Could you quote every item below word for word, leaving the pictures out of your answer?

-- Start Exercise material --

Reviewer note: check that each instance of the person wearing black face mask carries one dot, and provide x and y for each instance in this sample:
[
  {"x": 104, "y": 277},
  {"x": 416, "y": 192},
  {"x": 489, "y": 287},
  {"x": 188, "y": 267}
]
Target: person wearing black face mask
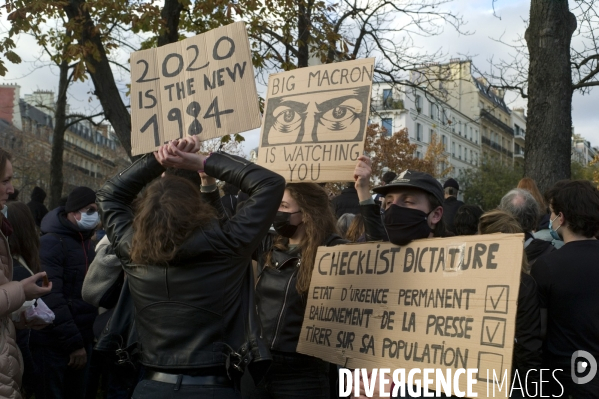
[
  {"x": 412, "y": 206},
  {"x": 286, "y": 260}
]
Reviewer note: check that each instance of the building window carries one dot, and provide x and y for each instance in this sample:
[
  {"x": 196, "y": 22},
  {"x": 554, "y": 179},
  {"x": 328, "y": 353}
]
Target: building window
[
  {"x": 387, "y": 98},
  {"x": 388, "y": 126}
]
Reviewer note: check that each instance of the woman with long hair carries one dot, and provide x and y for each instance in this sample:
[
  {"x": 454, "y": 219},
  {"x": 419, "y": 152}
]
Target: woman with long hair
[
  {"x": 189, "y": 273},
  {"x": 24, "y": 245},
  {"x": 527, "y": 341},
  {"x": 286, "y": 260},
  {"x": 12, "y": 293}
]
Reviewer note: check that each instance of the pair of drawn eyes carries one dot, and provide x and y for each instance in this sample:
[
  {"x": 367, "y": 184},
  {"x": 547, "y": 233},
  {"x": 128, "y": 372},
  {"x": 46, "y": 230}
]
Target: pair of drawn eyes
[{"x": 348, "y": 109}]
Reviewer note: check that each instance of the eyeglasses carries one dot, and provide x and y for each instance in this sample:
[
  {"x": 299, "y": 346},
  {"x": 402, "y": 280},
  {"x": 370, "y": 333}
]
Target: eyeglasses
[{"x": 89, "y": 211}]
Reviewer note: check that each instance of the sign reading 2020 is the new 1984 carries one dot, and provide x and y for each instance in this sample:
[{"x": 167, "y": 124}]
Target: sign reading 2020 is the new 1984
[{"x": 202, "y": 86}]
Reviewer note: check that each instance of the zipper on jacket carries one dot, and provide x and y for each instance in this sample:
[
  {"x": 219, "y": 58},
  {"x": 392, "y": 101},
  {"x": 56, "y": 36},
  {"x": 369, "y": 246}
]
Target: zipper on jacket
[{"x": 274, "y": 339}]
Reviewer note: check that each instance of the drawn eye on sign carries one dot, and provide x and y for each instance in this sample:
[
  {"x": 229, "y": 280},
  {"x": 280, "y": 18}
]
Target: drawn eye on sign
[{"x": 319, "y": 117}]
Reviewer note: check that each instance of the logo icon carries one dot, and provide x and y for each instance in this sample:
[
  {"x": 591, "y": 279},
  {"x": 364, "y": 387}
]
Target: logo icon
[{"x": 579, "y": 366}]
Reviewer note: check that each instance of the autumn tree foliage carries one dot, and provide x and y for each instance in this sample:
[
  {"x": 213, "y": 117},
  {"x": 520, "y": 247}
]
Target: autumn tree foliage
[
  {"x": 436, "y": 159},
  {"x": 393, "y": 152}
]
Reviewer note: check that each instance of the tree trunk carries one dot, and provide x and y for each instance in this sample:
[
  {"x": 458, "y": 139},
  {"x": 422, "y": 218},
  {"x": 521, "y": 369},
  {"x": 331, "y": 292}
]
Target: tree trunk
[
  {"x": 304, "y": 11},
  {"x": 549, "y": 125},
  {"x": 99, "y": 69},
  {"x": 170, "y": 14},
  {"x": 56, "y": 162}
]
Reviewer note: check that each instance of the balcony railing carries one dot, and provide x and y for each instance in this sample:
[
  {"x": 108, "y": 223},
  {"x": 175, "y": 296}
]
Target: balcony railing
[{"x": 487, "y": 115}]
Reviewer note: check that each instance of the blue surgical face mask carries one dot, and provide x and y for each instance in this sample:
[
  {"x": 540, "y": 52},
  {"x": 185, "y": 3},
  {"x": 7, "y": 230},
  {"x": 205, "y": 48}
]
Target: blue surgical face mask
[{"x": 553, "y": 233}]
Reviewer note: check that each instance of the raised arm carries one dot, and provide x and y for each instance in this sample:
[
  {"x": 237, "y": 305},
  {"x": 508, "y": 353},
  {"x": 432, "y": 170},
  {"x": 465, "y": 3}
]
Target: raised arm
[
  {"x": 244, "y": 231},
  {"x": 116, "y": 197},
  {"x": 371, "y": 212}
]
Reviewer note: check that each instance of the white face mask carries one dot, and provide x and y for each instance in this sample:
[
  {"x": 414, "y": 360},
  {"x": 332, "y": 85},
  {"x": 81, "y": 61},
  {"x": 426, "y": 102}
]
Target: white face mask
[{"x": 88, "y": 222}]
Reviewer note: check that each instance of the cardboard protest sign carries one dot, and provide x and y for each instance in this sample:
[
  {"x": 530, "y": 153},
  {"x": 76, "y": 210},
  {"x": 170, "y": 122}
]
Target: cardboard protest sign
[
  {"x": 446, "y": 303},
  {"x": 202, "y": 86},
  {"x": 315, "y": 121}
]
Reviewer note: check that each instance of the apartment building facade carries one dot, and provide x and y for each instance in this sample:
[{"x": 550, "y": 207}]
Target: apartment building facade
[{"x": 423, "y": 114}]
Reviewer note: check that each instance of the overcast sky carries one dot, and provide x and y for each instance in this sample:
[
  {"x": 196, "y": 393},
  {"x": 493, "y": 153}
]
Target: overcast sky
[{"x": 507, "y": 22}]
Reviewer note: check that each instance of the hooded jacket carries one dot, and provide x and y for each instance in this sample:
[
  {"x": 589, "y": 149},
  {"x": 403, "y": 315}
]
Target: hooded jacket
[
  {"x": 12, "y": 296},
  {"x": 66, "y": 252},
  {"x": 191, "y": 314},
  {"x": 36, "y": 205}
]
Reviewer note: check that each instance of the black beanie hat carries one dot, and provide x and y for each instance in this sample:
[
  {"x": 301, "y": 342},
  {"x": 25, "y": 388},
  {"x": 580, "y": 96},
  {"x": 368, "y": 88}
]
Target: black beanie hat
[{"x": 79, "y": 198}]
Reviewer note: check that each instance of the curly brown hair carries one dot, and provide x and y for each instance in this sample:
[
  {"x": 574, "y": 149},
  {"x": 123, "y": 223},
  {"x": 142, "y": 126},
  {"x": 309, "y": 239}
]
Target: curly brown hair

-- End Exercise material --

▸ **Result of this task**:
Reviewer note: check that each instance of the person wearing black face mask carries one dot, and provide x and y for each instance in this sample:
[
  {"x": 104, "y": 277},
  {"x": 416, "y": 192},
  {"x": 489, "y": 287},
  {"x": 188, "y": 267}
]
Target: person wearing black face mask
[
  {"x": 412, "y": 206},
  {"x": 286, "y": 260}
]
Reviewer note: check that each instance of the building window carries one dot, and provide x and y for each instance in this sample:
[
  {"x": 196, "y": 22},
  {"x": 554, "y": 179},
  {"x": 328, "y": 353}
]
Target: building window
[
  {"x": 387, "y": 98},
  {"x": 388, "y": 126}
]
Reviewer note: check that each instance of the woman with long hair carries one dot, and provide x and y for each instance in this sample:
[
  {"x": 454, "y": 219},
  {"x": 419, "y": 152}
]
Target: woman with long hair
[
  {"x": 189, "y": 273},
  {"x": 24, "y": 245},
  {"x": 527, "y": 341},
  {"x": 286, "y": 260},
  {"x": 12, "y": 293}
]
Reviewer note: check that each instance of the pair of drawn eyes carries one dot, and provide x and y for each instance in this sample:
[
  {"x": 367, "y": 184},
  {"x": 547, "y": 233},
  {"x": 128, "y": 372},
  {"x": 46, "y": 230}
]
Target: pair of drawn eyes
[{"x": 348, "y": 109}]
Reviewer note: check that each instance of the eyeglasses carries one dot, and provide x and y for each instance in this sample:
[
  {"x": 299, "y": 346},
  {"x": 402, "y": 280},
  {"x": 370, "y": 333}
]
Target: eyeglasses
[{"x": 89, "y": 211}]
Reviewer note: check that each instance of the sign reading 2020 is the new 1984 carries one dot, and provide x and y for each instance in this sample:
[{"x": 167, "y": 124}]
Target: sign reading 2020 is the new 1984
[{"x": 202, "y": 86}]
Reviewer note: check that each instance of the zipper on jacket carries one dot, and provide x and y for each instance in this sample:
[
  {"x": 219, "y": 58},
  {"x": 392, "y": 101},
  {"x": 56, "y": 36},
  {"x": 369, "y": 246}
]
Target: zipper on jacket
[{"x": 274, "y": 339}]
Reviewer note: check that each instance of the drawn eye on sign carries one dot, and provide x and y for each instance in this sample:
[
  {"x": 229, "y": 280},
  {"x": 280, "y": 18}
]
Target: drawn eye on sign
[{"x": 319, "y": 117}]
Reviewer note: check that each instance of the logo icon carries one dot, and provide x and y for each instance in this sample:
[
  {"x": 591, "y": 279},
  {"x": 364, "y": 387}
]
Target: logo icon
[{"x": 579, "y": 366}]
Reviewer note: check that each instance of the autumn tree foliage carries one dot, and provide x and y for each instance in this sample:
[
  {"x": 213, "y": 117},
  {"x": 520, "y": 247}
]
Target: autumn tree foliage
[
  {"x": 436, "y": 159},
  {"x": 393, "y": 152}
]
Reviewer note: check that each instance of the tree trunk carries one dot, and provide x and y for each instance in this sample:
[
  {"x": 458, "y": 139},
  {"x": 422, "y": 218},
  {"x": 521, "y": 369},
  {"x": 331, "y": 292}
]
Target: tree trunk
[
  {"x": 304, "y": 11},
  {"x": 549, "y": 125},
  {"x": 99, "y": 69},
  {"x": 170, "y": 14},
  {"x": 56, "y": 162}
]
Reviewer note: check that each instance of the balcony railing carries one dot, and provide x and y for each instance in this sample:
[
  {"x": 108, "y": 223},
  {"x": 175, "y": 296}
]
Target: balcony railing
[{"x": 487, "y": 115}]
Reviewer note: check that each instance of the blue surgical face mask carries one dot, and provide x and y for each instance in this sample:
[
  {"x": 540, "y": 52},
  {"x": 185, "y": 3},
  {"x": 7, "y": 230},
  {"x": 205, "y": 48}
]
Target: blue surgical face mask
[{"x": 553, "y": 233}]
Reviewer note: check that each instance of the raised arm carries one dot, and provide x and y for each instance in this sample:
[
  {"x": 237, "y": 305},
  {"x": 508, "y": 353},
  {"x": 432, "y": 170},
  {"x": 465, "y": 3}
]
Target: raised arm
[
  {"x": 244, "y": 231},
  {"x": 116, "y": 197},
  {"x": 371, "y": 212}
]
Reviewer note: check that each instance of the white face mask carries one dot, and provide x and y for each instance in this sample:
[
  {"x": 414, "y": 360},
  {"x": 332, "y": 85},
  {"x": 81, "y": 61},
  {"x": 426, "y": 102}
]
Target: white face mask
[{"x": 88, "y": 222}]
Reviewer note: check that each instance of the cardboard protest sign carries one dot, and provide x and y for each instance in this sample:
[
  {"x": 530, "y": 153},
  {"x": 76, "y": 210},
  {"x": 170, "y": 122}
]
Target: cardboard protest sign
[
  {"x": 446, "y": 303},
  {"x": 202, "y": 86},
  {"x": 315, "y": 121}
]
Reviewer note: check that each instance of the apartment building facade carries one dot, and provide x and y for each instance in this sample:
[{"x": 550, "y": 207}]
Target: apartment building facade
[{"x": 423, "y": 114}]
Reviewer note: check that each instance of the overcast sky carries one dot, and provide x and y for each instance in this sample:
[
  {"x": 196, "y": 393},
  {"x": 493, "y": 153}
]
Target: overcast sky
[{"x": 507, "y": 22}]
Reviewer note: check that each instance of the hooded jacket carries one dot, and provide x and y for each instance in this sample:
[
  {"x": 589, "y": 149},
  {"x": 403, "y": 315}
]
Target: hooded jacket
[
  {"x": 12, "y": 296},
  {"x": 66, "y": 252},
  {"x": 191, "y": 314},
  {"x": 36, "y": 205}
]
Reviewer note: check that each instance of the black beanie hat carries one dot, and provide x and y for each instance in this sample:
[
  {"x": 301, "y": 342},
  {"x": 25, "y": 388},
  {"x": 580, "y": 96},
  {"x": 368, "y": 88}
]
Target: black beanie hat
[{"x": 79, "y": 198}]
Reviewer note: check that each instance of the curly brown hair carries one dot, and provide x and y for each instance in this sample:
[
  {"x": 574, "y": 149},
  {"x": 123, "y": 223},
  {"x": 142, "y": 126},
  {"x": 309, "y": 239}
]
Target: curly brown hair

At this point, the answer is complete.